● **DAFTAR TUGAS**
- a) Jawab pertanyaan berikut berdasarkan teks tentang H.B. Jassin, masing-masing pada satu baris:
(i) Siapa nama pengarang yang tertulis pada cerpen Langit Makin Mendung?
(ii) Hukuman apa yang dijatuhkan kepada Jassin?
(iii) Berapa surat dan artikel yang terkumpul dalam buku Kontroversi Al-Quran Berwajah Puisi?
- b) Ganti "catatan" dengan "tulisan" pada bagian teks tentang H.B. Jassin yang dibuka dengan kata-kata "Bagaimana Sebenarnya Titik-Tolak" dan ditutup dengan "panjang catatan ini.", lalu tuliskan kembali bagian itu.

● **TEKS YANG DITAMPILKAN**
_ _ _ _

Aha! Sebelum memasuki serangkaian polemiknya, ada baiknya kita kenang ketika Jassin berurusan dengan para ulama atau pemangku agama, islam khususnya. Pada persoalan terbitnya cerpen Langit Makin Mendung, yang pengarangnya tertulis Ki Pandji Kusmin. Jassin sebagai Pimpinan Redaksi Majalah Sastra waktu itu (yang menjadi Heboh Sastra) meloloskan cerpen Langit Makin Mendung yang isinya memuat kontroversi. Jassin dianggap meloloskan cerpen yang isinya menistakan agama Islam, melecehkan Tuhan, dan menghina Nabi Muhammad SAW, bahkan para ulama.

Menariknya, Jassin tak membongkar siapa sebenarnya Ki Pandji Kusmin, dan tetap menjaga identitas pengarang sebagai wujud pembelaan terhadap karya sastra yang utuh. Namun, tak sampai di situ, Jassin juga tetap mempertanggungjawabkannya secara berani di depan hukum, yang menyebabkan ia dijatuhi hukuman satu tahun penjara dengan masa percobaan dua tahun. Dan lagi-lagi, tak semua para ulama atau pemangku agama menyerang Jassin, masih banyak pula yang membela dan mendukungnya, sebagaimana kontroversi Al-Quran Berwajah Puisi hasil garapannya.

Bagaimana Sebenarnya Titik-Tolak Para Ulama dan Pemangku Agama Islam Mengenai Puitisasi Al-Quran?

Dalam buku Kontroversi Al-Quran Berwajah Puisi, banyak sekali memuat tulisan-tulisan dari para ulama, pemangku agama, bahkan kawan-kawan dari H.B Jassin itu sendiri. Kurang-lebih sekitar 61 surat dan 31 artikel dalam surat kabar/majalah yang terkumpul. Maka, di sini saya hendak menghadirkan beberapa surat dan artikel saja, agar tak terlalu panjang catatan ini.

_ _ _ _

● **BAHAN YANG DISEDIAKAN**

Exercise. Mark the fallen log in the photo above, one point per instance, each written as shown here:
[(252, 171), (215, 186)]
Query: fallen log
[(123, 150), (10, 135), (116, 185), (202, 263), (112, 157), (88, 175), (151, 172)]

_ _ _ _

● **HASIL LATIHAN**
- a)
(i) Ki Pandji Kusmin
(ii) Satu tahun penjara dengan masa percobaan dua tahun
(iii) Kurang-lebih sekitar 61 surat dan 31 artikel

- b)
Bagaimana Sebenarnya Titik-Tolak Para Ulama dan Pemangku Agama Islam Mengenai Puitisasi Al-Quran?

Dalam buku Kontroversi Al-Quran Berwajah Puisi, banyak sekali memuat tulisan-tulisan dari para ulama, pemangku agama, bahkan kawan-kawan dari H.B Jassin itu sendiri. Kurang-lebih sekitar 61 surat dan 31 artikel dalam surat kabar/majalah yang terkumpul. Maka, di sini saya hendak menghadirkan beberapa surat dan artikel saja, agar tak terlalu panjang tulisan ini.